Written exercise A -> In the album article below, render the sentence "It is one of the most successful albums of his career." into Spanish.
Written exercise B -> Extend the article on Cake & Ice Cream 2, starting after its last sentence.

Document section ->
Studio album by Messy Marv
- Released: March 10, 2009
- Genre: Rap
- Length: 1:18:01
- Label: Siccness.net
- Producer: Messy Marv

Messy Marv chronology
| Cake & Ice Cream (2008) | Cake & Ice Cream 2 (2009) | Blow (2009) |

= Cake & Ice Cream 2 =

Cake & Ice Cream 2 is the 15th studio album by American rapper Messy Marv. The 2nd album of his Cake & Ice Cream trilogy, it peaked at #39 on the R&B/Hip-Hop Albums chart, #25 on the Heatseekers Albums chart, and at #12 on the Rap Albums chart. It is one of the most successful albums of his career. Cake & Ice Cream 2 includes guest appearances from E-40 and The Jacka, among others, and also performances by Gucci Mane, Mistah F.A.B., Yukmouth & Turf Talk. As of April 2009, it had sold 5,222 copies in the U.S.

Data section ->
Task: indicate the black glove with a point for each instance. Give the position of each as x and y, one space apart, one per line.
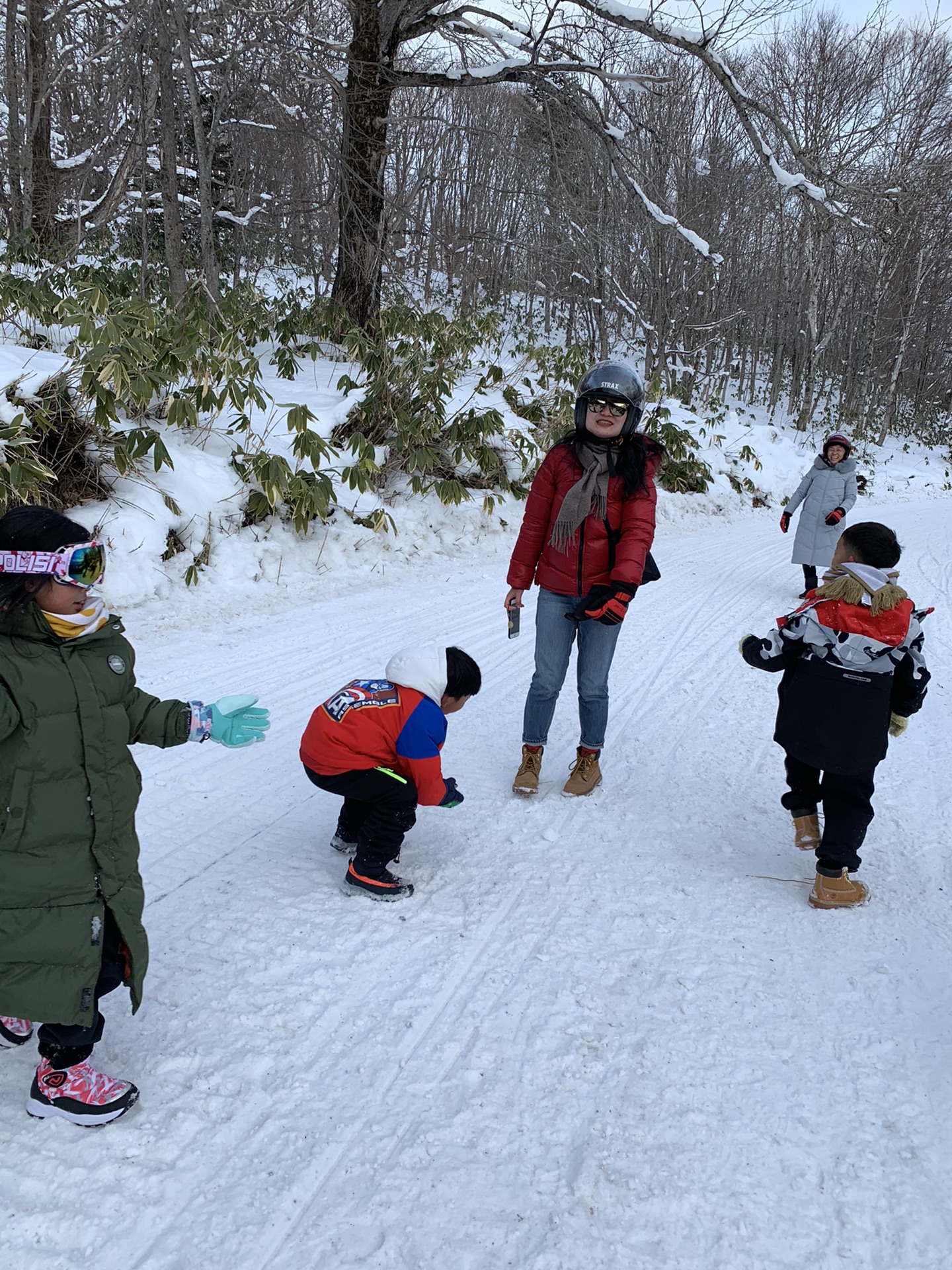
454 796
611 613
596 599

Output A -> Es uno de los álbumes más exitosos de su carrera.

Output B ->
"Talk Baseball" and "Killa" are both diss tracks at cousin/rapper San Quinn, while Quinn himself appears on Cake & Ice Cream 2 and disses Messy Marv in a song called "Fence Hopper".

According to Allmusic, "The Fillmore District’s own Messy Marv never rests, as he gives hungry fans another taste of his unique West Coast flavor on the mixtape release Cake & Ice Cream 2. The album documents the beef between Marv and fellow Bay Area representative San Quinn with each rapper throwing shots on solo diss tracks (San Quinn labels Marv a “Fence Hopper” and Marv gets personal on “Killa”). A handful of respected northern Cali artists also put in guest appearances."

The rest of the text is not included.